Goal
Arrange every line of the items below as a Markdown table with the columns No. and Line, numbering the rows and skipping blank lines. Leave the pictures out of your answer.

# start of Record set

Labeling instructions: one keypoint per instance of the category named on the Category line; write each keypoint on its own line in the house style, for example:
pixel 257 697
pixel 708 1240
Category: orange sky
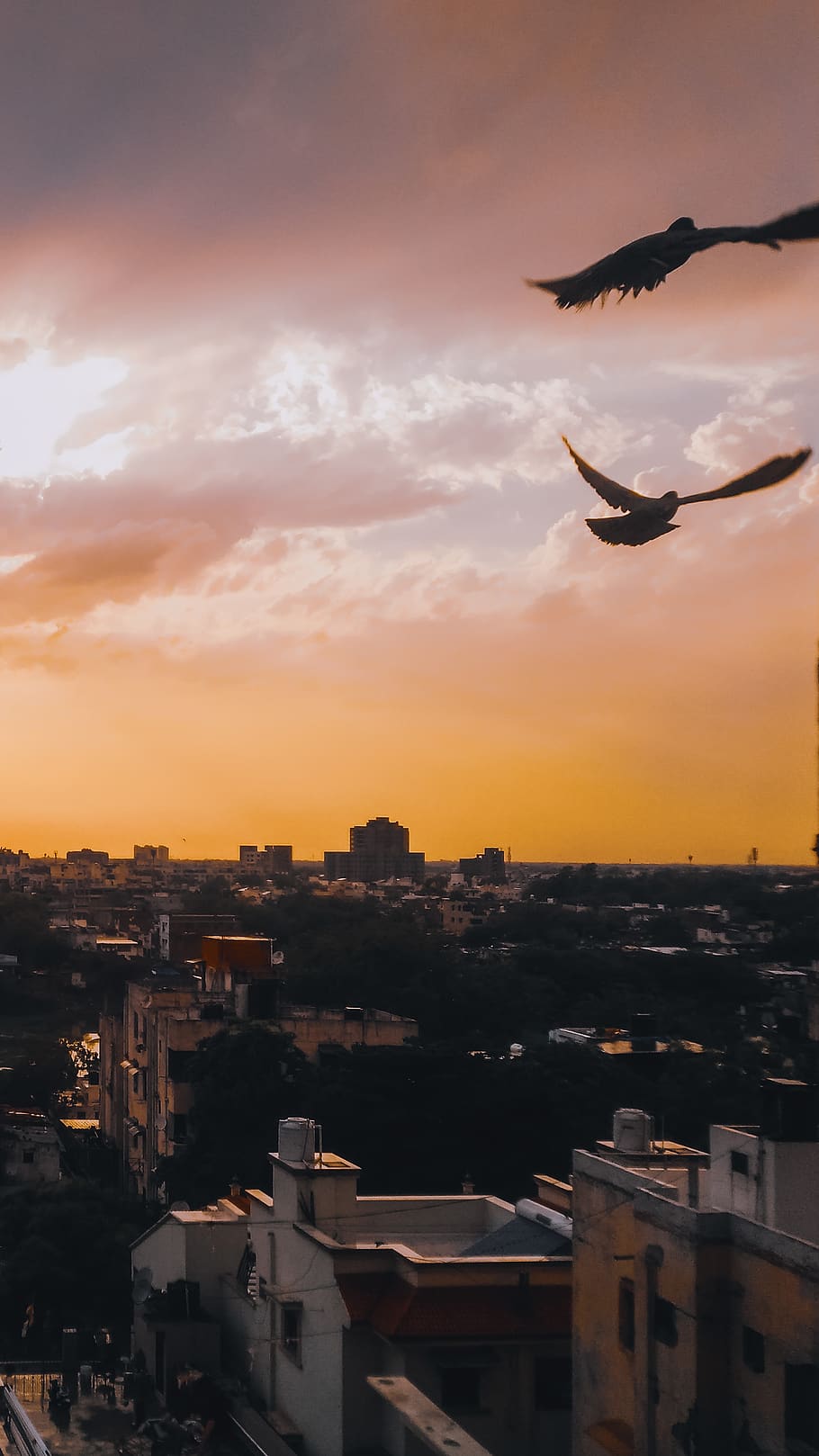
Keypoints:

# end of Record set

Task response
| No. | Line |
|---|---|
| 1 | Labeling instructions: one keypoint per instance of the category named on the Category line; write each keypoint on its own line in the house style, for example: |
| 2 | pixel 257 697 |
| 3 | pixel 708 1240 |
| 4 | Category: orange sky |
| 5 | Keypoints: |